INSTRUCTIONS FOR THE TASK:
Copy the listing from the line with "Query: pile of rock" through the end, replacing "Outline every instance of" with "Trace each instance of" and leaving everything else unchanged.

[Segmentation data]

-=-=-=-=-

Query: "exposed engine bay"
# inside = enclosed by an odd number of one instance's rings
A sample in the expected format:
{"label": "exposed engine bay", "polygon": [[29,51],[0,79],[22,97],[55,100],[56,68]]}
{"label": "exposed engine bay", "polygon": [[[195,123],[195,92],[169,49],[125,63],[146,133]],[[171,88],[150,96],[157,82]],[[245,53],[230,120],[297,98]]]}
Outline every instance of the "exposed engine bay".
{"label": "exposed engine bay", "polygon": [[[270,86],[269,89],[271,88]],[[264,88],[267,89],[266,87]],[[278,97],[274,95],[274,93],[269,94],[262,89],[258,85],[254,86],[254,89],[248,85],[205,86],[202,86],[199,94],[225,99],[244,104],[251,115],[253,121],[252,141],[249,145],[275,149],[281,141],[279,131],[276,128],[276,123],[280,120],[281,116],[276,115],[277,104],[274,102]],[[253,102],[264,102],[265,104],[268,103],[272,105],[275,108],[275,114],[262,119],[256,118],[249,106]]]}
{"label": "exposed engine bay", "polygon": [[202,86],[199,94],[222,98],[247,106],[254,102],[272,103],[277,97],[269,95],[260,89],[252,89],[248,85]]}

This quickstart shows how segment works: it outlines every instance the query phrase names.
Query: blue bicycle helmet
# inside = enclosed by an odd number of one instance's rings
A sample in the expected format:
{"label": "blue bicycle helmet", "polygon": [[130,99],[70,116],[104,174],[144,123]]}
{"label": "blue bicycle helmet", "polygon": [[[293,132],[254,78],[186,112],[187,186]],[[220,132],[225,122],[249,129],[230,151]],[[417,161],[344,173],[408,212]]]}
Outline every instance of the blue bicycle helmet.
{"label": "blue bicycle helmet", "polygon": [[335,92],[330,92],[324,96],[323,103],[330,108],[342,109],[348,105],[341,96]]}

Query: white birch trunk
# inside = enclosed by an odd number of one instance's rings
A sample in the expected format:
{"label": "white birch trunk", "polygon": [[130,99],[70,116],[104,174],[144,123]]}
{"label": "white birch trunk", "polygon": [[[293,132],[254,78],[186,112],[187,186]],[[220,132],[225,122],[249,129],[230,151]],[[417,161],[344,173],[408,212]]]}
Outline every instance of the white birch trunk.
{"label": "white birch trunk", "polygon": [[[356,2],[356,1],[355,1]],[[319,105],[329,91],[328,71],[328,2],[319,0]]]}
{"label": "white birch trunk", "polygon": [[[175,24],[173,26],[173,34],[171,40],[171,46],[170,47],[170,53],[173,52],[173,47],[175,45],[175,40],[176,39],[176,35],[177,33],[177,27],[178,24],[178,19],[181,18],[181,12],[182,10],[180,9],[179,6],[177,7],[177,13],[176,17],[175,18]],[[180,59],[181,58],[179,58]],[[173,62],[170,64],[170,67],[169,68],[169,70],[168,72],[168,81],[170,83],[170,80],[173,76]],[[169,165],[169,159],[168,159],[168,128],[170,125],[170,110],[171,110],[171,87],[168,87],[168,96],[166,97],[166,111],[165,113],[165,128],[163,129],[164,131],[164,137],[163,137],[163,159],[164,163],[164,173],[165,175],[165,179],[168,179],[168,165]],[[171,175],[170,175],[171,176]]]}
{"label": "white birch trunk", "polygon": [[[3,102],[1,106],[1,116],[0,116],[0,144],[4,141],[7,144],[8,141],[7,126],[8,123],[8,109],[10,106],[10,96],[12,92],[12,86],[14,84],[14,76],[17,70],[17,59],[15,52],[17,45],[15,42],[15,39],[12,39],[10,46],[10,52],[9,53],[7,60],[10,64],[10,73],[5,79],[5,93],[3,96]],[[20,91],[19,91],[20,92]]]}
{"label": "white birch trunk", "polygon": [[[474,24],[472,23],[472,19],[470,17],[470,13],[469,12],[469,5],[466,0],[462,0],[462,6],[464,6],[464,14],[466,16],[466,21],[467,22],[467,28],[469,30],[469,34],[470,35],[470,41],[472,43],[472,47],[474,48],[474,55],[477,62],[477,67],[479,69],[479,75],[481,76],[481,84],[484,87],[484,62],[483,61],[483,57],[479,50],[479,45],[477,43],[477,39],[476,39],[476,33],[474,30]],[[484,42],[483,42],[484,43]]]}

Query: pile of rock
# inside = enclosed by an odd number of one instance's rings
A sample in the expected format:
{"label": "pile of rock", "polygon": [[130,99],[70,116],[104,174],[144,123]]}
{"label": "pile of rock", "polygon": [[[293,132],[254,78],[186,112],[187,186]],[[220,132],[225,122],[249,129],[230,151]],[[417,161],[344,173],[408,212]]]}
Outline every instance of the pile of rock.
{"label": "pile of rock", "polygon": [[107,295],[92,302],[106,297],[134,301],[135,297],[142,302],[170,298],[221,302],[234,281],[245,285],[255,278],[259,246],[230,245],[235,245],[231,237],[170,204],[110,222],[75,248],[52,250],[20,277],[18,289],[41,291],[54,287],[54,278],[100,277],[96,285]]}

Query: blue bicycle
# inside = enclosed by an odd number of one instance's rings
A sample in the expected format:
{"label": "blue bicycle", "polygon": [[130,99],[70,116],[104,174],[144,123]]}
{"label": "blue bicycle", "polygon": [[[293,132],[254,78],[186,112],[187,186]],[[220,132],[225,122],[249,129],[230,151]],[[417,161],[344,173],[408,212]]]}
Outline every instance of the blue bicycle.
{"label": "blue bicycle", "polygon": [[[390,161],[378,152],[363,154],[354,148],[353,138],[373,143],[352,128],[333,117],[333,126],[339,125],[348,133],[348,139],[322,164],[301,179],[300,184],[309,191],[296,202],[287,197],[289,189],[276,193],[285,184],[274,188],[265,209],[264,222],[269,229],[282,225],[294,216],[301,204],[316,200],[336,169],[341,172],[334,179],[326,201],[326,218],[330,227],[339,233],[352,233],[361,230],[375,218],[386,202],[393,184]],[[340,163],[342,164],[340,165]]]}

-=-=-=-=-

RESPONSE:
Query: pile of rock
# inside = enclosed by an odd number of one instance's rings
A sample in the expected format:
{"label": "pile of rock", "polygon": [[130,99],[70,116],[104,174],[144,123]]}
{"label": "pile of rock", "polygon": [[[293,132],[254,78],[186,112],[187,186]],[[220,132],[225,122],[249,129],[230,151]],[[417,161],[344,173],[408,212]]]}
Trace each instance of the pile of rock.
{"label": "pile of rock", "polygon": [[107,295],[92,302],[106,297],[134,301],[135,297],[142,302],[170,298],[221,302],[234,281],[245,285],[255,278],[259,246],[230,245],[235,245],[231,237],[170,204],[110,222],[75,248],[52,250],[20,277],[18,289],[41,291],[54,287],[54,278],[100,277],[96,285]]}

Query: blue bicycle
# inside = enclosed by an odd number of one instance's rings
A sample in the expected format:
{"label": "blue bicycle", "polygon": [[130,99],[70,116],[104,174],[144,123]]}
{"label": "blue bicycle", "polygon": [[[293,132],[254,78],[186,112],[187,186]],[[220,132],[225,122],[249,129],[230,151]],[[417,161],[344,173],[408,212]]]}
Trace each instance of the blue bicycle.
{"label": "blue bicycle", "polygon": [[[390,161],[378,152],[363,154],[354,148],[353,138],[373,143],[352,128],[333,117],[333,126],[339,125],[348,133],[348,139],[322,164],[301,179],[300,184],[309,191],[296,202],[287,197],[289,189],[276,193],[285,184],[274,188],[265,209],[264,222],[269,229],[282,225],[294,216],[301,204],[316,200],[336,169],[341,172],[334,179],[326,201],[326,218],[330,227],[339,233],[352,233],[361,230],[375,218],[386,202],[393,184]],[[340,163],[342,164],[340,165]]]}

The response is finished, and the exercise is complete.